◆ Stored records ◆
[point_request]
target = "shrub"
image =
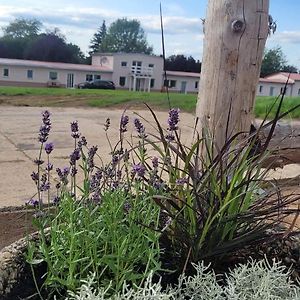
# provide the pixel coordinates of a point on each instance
(251, 281)
(204, 207)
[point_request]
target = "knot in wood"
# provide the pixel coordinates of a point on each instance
(237, 25)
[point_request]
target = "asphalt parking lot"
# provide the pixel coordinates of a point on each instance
(19, 127)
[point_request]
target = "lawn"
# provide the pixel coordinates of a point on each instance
(120, 98)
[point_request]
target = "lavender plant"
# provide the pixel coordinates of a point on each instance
(95, 227)
(152, 207)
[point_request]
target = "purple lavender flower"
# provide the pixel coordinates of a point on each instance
(90, 159)
(75, 130)
(38, 162)
(46, 117)
(34, 176)
(127, 207)
(126, 156)
(45, 186)
(33, 202)
(56, 200)
(170, 137)
(45, 127)
(74, 156)
(181, 181)
(73, 171)
(96, 198)
(139, 170)
(155, 162)
(63, 174)
(66, 171)
(49, 167)
(115, 159)
(119, 174)
(49, 148)
(82, 142)
(123, 123)
(44, 133)
(173, 119)
(107, 124)
(139, 128)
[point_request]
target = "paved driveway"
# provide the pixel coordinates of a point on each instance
(19, 147)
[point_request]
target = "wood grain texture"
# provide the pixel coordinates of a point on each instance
(235, 36)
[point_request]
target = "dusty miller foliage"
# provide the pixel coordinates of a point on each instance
(252, 281)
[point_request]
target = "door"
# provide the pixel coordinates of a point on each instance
(70, 80)
(183, 87)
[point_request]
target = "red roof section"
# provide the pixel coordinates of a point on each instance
(52, 65)
(294, 76)
(185, 74)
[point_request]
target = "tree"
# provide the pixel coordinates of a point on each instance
(126, 36)
(22, 28)
(182, 63)
(22, 40)
(290, 69)
(96, 42)
(52, 46)
(235, 37)
(17, 36)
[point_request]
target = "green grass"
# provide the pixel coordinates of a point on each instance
(263, 104)
(109, 98)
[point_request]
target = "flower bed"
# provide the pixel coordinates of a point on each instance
(157, 208)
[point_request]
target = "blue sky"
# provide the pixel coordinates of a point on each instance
(79, 20)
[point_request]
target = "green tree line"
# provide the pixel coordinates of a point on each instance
(24, 39)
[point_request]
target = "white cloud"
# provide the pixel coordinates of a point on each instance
(80, 23)
(292, 37)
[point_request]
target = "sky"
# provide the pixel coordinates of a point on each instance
(79, 20)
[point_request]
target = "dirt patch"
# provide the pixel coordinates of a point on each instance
(14, 224)
(47, 100)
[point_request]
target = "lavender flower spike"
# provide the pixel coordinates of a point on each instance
(123, 123)
(139, 128)
(173, 119)
(139, 169)
(45, 127)
(49, 148)
(75, 130)
(74, 156)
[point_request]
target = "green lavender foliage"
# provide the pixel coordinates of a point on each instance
(251, 281)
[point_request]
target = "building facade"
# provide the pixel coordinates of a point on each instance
(131, 71)
(274, 85)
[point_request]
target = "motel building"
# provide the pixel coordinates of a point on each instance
(131, 71)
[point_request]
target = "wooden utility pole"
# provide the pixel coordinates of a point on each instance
(235, 33)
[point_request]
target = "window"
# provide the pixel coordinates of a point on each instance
(122, 81)
(5, 72)
(152, 82)
(283, 90)
(52, 75)
(137, 63)
(89, 77)
(170, 83)
(29, 74)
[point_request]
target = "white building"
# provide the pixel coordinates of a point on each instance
(132, 71)
(128, 71)
(273, 85)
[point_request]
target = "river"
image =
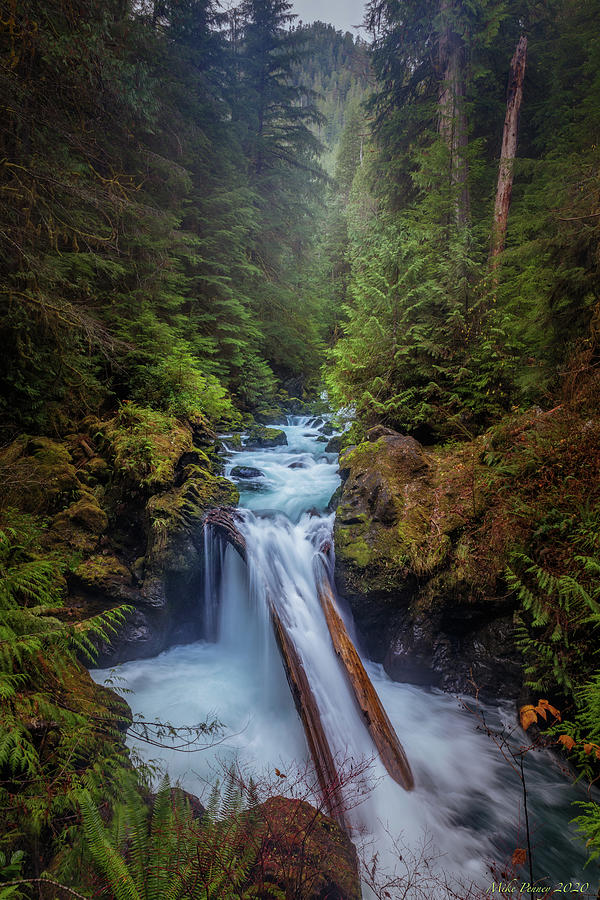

◆ WORK TASK ◆
Looking at the entries above, say how many lines contain the word "foliage". Only the number is wanted.

◆ WRITTEN SOLUTION ◆
2